PAGE EXCERPT below:

Then using data about interplanar distance ‘d’ of alleged substance (In your case it would be different silver compounds Ag2O, AgNO3..) and Wulff–Bragg's formula 2dsinθ=nλ, you can understand what substance was an origin of unknown peaks.

«…crystallization of the bio-organic phase occurring on the AgNPs surface…» - There is no reason for the crystallization of the bioorganic phase on the surface of silver nanoparticles.

 

Answer:

The peaks from our analysis at 27.47° and 32.11° were also observed in:

1.Suresh Mickymaray. One-step Synthesis of Silver Nanoparticles Using Saudi Arabian Desert Seasonal Plant Sisymbrium irio and Antibacterial Activity Against Multidrug-Resistant Bacterial Strains. Biomolecules 2019, 9(11),662; https://doi.org/10.3390/biom9110662 (MDPI publications)

End of PAGE EXCERPT.
EXCERPTED DATA below:

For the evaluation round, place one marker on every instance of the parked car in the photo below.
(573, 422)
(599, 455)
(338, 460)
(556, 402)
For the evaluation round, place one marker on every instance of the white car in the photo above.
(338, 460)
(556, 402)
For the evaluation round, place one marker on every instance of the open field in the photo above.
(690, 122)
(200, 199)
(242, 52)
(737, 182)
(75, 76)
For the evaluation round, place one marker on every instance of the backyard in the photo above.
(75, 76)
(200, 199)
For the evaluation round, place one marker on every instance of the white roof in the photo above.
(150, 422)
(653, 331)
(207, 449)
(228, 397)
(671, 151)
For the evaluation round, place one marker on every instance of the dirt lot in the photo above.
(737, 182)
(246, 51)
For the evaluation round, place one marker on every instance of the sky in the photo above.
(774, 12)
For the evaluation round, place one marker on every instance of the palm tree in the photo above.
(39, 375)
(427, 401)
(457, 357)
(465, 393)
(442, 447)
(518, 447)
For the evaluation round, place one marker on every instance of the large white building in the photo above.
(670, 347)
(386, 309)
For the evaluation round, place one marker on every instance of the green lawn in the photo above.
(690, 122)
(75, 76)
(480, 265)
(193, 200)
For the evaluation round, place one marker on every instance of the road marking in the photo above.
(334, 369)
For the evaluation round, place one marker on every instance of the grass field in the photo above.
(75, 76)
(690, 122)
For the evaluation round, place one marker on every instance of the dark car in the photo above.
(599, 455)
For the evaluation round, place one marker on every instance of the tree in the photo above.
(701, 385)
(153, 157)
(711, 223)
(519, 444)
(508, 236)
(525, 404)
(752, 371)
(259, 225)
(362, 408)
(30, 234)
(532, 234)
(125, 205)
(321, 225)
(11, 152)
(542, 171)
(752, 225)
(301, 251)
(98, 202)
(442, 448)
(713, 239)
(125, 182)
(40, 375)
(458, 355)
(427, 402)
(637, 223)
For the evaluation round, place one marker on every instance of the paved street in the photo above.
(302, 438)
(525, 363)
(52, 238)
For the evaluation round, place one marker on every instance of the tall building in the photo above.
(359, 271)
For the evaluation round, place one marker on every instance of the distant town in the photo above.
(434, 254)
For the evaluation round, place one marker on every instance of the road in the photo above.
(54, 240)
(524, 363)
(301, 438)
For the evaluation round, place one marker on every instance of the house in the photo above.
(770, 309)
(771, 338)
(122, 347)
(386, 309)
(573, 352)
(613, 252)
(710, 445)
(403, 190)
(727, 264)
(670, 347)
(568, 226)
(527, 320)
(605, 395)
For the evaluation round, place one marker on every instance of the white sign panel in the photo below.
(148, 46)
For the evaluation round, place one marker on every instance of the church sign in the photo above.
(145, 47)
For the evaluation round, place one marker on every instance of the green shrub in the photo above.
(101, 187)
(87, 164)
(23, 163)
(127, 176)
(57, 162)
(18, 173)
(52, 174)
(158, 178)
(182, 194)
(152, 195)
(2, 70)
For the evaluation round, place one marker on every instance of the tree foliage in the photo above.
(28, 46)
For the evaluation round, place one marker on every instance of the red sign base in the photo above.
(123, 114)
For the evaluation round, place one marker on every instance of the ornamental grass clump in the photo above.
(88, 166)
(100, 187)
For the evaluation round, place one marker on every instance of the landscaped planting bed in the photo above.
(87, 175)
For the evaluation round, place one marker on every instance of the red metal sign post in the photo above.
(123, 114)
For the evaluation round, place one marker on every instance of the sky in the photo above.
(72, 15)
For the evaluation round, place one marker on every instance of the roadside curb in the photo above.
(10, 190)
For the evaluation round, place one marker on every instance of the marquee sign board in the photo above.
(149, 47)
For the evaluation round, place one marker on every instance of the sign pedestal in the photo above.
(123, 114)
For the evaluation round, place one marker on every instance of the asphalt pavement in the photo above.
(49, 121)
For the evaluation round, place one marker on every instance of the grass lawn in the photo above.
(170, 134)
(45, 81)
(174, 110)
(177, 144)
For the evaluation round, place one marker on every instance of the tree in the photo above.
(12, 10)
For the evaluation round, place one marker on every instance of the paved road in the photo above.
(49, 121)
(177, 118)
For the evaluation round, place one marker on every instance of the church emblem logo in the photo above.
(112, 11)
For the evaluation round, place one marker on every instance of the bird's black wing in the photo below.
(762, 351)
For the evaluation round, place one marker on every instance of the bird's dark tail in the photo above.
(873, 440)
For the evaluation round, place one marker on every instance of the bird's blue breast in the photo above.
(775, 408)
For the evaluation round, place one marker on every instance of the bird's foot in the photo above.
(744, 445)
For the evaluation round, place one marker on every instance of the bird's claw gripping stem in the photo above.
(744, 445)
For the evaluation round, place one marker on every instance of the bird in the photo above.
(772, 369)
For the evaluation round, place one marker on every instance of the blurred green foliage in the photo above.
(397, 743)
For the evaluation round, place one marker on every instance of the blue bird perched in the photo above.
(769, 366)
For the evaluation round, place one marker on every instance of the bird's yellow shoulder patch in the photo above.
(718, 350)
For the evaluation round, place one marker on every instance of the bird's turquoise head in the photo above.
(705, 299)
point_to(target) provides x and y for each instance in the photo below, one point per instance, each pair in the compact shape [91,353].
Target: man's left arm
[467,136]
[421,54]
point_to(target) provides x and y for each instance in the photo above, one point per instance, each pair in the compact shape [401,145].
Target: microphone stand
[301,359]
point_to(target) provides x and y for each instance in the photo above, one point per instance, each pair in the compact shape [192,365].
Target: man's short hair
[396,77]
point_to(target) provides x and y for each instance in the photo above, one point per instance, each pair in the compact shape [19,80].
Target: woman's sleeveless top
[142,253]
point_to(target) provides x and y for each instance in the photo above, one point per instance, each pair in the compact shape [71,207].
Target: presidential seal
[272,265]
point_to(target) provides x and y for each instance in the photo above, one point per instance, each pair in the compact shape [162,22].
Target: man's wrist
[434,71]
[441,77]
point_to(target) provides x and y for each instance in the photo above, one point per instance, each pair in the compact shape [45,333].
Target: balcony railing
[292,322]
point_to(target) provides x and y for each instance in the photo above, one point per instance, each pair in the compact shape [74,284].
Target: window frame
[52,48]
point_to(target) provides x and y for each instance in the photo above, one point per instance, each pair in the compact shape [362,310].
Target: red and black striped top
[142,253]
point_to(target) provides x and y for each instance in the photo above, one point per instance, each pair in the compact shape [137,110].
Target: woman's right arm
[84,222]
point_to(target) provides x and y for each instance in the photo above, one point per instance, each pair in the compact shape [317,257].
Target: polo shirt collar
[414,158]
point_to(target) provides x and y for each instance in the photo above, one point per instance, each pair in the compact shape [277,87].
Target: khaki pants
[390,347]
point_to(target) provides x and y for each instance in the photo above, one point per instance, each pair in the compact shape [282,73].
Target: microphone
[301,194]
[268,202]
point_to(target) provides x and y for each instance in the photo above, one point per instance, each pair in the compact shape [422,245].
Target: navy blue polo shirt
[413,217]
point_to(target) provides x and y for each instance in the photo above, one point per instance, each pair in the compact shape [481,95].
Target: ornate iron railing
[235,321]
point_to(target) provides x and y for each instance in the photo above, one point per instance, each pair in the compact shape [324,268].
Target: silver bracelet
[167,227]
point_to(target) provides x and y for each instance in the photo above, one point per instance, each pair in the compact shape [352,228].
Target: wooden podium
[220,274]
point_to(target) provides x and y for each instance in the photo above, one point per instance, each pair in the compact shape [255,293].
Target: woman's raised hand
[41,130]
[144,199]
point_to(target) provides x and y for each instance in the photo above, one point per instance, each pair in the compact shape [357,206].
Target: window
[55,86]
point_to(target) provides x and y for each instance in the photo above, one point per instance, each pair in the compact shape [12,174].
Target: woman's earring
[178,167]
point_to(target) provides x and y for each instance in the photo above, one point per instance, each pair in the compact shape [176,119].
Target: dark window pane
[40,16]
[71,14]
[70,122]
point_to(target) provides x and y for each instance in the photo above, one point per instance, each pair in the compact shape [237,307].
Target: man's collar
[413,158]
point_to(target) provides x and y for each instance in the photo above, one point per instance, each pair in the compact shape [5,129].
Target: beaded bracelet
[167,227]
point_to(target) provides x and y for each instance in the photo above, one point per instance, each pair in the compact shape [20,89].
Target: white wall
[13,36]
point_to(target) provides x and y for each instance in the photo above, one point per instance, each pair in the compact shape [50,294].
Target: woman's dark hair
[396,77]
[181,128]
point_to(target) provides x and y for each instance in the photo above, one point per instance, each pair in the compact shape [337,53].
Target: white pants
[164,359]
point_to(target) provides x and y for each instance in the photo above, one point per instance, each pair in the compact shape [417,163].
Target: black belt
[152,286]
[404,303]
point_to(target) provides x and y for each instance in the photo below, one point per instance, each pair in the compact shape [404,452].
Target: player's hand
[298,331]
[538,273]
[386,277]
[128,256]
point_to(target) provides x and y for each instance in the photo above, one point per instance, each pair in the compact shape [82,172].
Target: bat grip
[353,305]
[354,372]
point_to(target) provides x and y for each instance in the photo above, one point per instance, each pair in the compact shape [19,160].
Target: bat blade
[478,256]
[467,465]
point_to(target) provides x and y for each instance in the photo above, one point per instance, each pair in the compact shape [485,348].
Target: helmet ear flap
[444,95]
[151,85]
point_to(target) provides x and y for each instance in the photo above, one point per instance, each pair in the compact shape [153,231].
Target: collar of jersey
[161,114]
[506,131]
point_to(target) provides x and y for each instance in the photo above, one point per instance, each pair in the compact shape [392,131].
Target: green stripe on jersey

End of EXCERPTED DATA.

▶ WHAT IS REQUIRED:
Extend the discussion of the unexplained peaks in silver nanoparticle samples, starting after its last line. These rows have no connection to the discussion of the silver nanoparticle peaks.

▶ RESPONSE TO THIS EXERCISE:
 

2.Mohammed Rafi Shaik et., al .Plant-Extract-Assisted Green Synthesis of Silver Nanoparticles Using Origanum vulgare L. Extract and Their Microbicidal Activities. Sustainability 2018, 10, 913; doi:10.3390/su10040913(MDPI publications)

 

3.Gitishree Das, Jayanta Kumar Patra, Trishna Debnath, Abuzar Ansari, Han Seung Shin.Investigation of antioxidant, antibacterial, antidiabetic, and cytotoxicity potential of silver nanoparticles synthesized using the outer peel extract of Ananas comosus (L.). PLoS One. 2019; 14(8): e0220950.doi: 10.1371/journal.pone.0220950.

 

4. Mahendran Vanaja and Annadurai Gurusamy. Coleus aromaticus leaf extract mediated synthesis of silvernanoparticles and its bactericidal activity. Appl Nanosci (2013) 3:217–223DOI 10.1007/s13204-012-0121-9,3.

5.DaizyPhilip.Biosynthesis of Au, Ag and Au–Ag nanoparticles using edible mushroom extract. Spectrochimica Acta Part A: Molecular and Biomolecular Spectroscopy,Volume 73, Issue 2, 15 July 2009, Pages 374-381)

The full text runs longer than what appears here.